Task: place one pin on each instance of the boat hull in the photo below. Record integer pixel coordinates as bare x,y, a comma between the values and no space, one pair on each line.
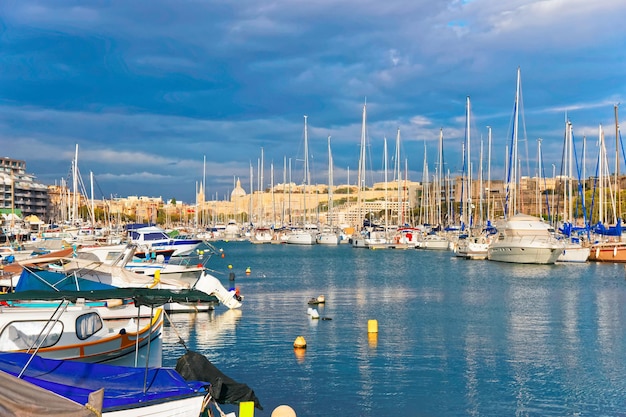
608,252
520,254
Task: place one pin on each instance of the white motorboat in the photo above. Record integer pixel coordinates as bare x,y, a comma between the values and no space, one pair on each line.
156,238
78,332
525,239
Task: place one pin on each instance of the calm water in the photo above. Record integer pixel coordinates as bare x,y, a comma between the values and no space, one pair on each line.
455,337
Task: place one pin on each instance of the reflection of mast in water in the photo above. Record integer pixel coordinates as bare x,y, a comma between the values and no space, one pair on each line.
200,331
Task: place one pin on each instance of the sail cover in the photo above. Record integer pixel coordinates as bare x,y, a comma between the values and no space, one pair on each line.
123,386
194,366
19,398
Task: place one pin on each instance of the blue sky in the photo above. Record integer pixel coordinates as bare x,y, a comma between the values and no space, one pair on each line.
149,89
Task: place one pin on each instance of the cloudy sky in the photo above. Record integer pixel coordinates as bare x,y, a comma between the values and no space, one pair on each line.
149,90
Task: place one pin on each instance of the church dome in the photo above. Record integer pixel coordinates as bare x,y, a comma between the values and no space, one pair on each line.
238,191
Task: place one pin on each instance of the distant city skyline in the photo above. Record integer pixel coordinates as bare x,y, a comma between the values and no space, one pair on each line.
149,93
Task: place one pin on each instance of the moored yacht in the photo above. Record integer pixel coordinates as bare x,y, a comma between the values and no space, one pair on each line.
525,239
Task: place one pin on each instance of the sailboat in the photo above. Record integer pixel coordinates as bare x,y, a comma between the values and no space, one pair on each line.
473,246
609,247
521,238
329,235
306,234
366,234
574,250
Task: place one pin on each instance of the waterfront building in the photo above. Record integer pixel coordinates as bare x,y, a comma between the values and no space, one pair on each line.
20,192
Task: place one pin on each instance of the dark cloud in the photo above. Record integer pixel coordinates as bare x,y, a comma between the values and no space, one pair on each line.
150,89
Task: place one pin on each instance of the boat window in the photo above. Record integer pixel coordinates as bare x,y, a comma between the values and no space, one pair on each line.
20,335
155,236
87,325
111,256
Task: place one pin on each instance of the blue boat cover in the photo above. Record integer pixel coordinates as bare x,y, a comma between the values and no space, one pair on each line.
123,386
44,280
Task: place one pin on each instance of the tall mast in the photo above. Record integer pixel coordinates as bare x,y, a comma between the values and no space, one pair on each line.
617,187
439,177
468,148
398,174
361,174
75,187
306,167
489,173
386,199
330,184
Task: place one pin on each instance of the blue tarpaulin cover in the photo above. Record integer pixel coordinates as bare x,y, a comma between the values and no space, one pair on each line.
123,386
31,280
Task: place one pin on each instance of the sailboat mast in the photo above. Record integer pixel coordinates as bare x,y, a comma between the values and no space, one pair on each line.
617,187
330,184
75,187
440,177
468,148
398,174
601,175
489,173
361,174
386,199
570,172
306,167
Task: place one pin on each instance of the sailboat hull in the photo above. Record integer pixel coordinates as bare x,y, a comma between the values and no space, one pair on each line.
608,252
522,253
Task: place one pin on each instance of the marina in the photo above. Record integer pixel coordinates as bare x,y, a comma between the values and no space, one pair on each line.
455,337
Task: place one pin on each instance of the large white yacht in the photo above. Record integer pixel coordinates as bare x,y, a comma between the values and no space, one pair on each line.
524,239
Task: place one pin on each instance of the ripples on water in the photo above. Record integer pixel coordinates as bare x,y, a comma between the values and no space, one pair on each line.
456,337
========================================================================
→ Work instructions: Return the listing above unchanged, apart from dropping its pictures.

→ Task response:
Task: place one pin on each instance of the boat hull in the photo below. Record integer pixel coordinates as bare x,y, a comma between the values and no space, one pair on each line.
608,252
520,254
Task: place one pin on each instance of the white motorboat in the photo above. Record integer pixel coordinates as bare x,y, a comma between the values and no space, one pair on each line.
156,238
78,332
525,239
Task: place one pin on each instance of the calm water in the photo above. Record integer pixel coordinates as bare x,y, a comma between the values and no space, one pair on each line.
455,337
Task: place one pin on each instance of the reflection of mast in water in the photo above. Record integer pixel coordinates as bare x,y, a comma between the values and no space, one pair on each line.
200,331
Task: place one pin on each instance of the sail cover in the photo above. Record integer pixel coordinates as bare x,y, a comma between the values and no space, one pair on each line.
123,386
194,366
19,398
Task: place one pin on each instance of the blue sky in the photo above. Record integer pixel coordinates as bare x,y, a comma between the values and no space, one pair on each line.
149,89
Task: place one pin on each instance of the cloudy sky in the photo above. Record integer pixel coordinates as bare x,y, a comma between the values and no space, one pair on each line.
149,90
Task: place one pin on each instance of the church dome in the photo above. Record integer pixel coordinates as bare x,y, a comma between the values and no space, one pair on each line.
238,191
Task: place one pin on each instance of the distant city skyline in the photo above. Record integer pixel coordinates as bare x,y, a comma between the values and no space, one pair on each line.
149,93
Task: place one pin on each instance of the moored yacht in the photo above. Record integer pixel coordinates as bare x,y, a comma between the values and no space, one pair on each line.
525,239
Task: place one pin on each instance of the sailboat in the photo above. Record integer pixel coordinates as bare x,y, a comma between the values and no space, one pair on each line.
473,246
609,247
521,238
329,235
306,234
366,234
574,250
Task: place one pin on each instance of the waterfront building in the photo above. Record integer pixel coordinates as bare x,y, a comma between the values and no space, one pair on each line.
20,192
Task: place one pin on each instance of the dark cloud in the photo above. Record integer pixel coordinates as bare x,y, a comma between the values and no space, one pair on each line.
150,89
Task: place one pin on each instance of the boat window in the photo above. Record integer pixel coordinates as bare x,y, a comma between the values and no space, one pair on each line.
20,335
155,236
87,325
111,256
Task: place one pin on each instance of the blue boat cover in the photo above. Record integer pixel coordinates as bare x,y, a comma between the values and no space, one pair on each line.
123,386
44,280
Task: place one pin on each instance of the tall mast in the photo above. Record integer pixel coordinates as bare x,y, a comma between the values and no space, one pair on each line.
617,187
439,177
468,148
398,174
361,174
75,187
306,167
489,173
386,199
330,184
Task: place one pin on each instance of the blue tarpaulin cover in the photo above. Record integer pixel coordinates as bare x,y, a comma between the values and no space, one pair on each line.
123,386
31,280
Task: place one pin on each instance of the sailboat mast in the photo above. Record integer pixel coordinates as bare x,y, a comma between the values and no space, one pair on each line.
617,187
330,184
75,187
440,177
468,148
398,174
601,175
489,173
361,174
386,199
570,172
306,167
Task: place one pin on each instance of the sailboat hull in the photo above. Record integer pixel coordinates as bare x,y, a comma between the values and no space, one pair on each line.
608,252
522,253
Task: place one pin on each instance of the marina in the photo above. Record integer pixel coordinates as bare x,y, a comma between the values and no space, one pair on each line.
455,337
Task: place one pin on each instance of the large white yacht in the photo above. Record integer pixel coordinates as bare x,y, a comma between the values and no space, one pair on each line.
524,239
Task: place one pin on each instance of the ripples on water in the photo above. Record integer pixel coordinates as bare x,y, a comma between the values and no space, one pair on each line.
456,337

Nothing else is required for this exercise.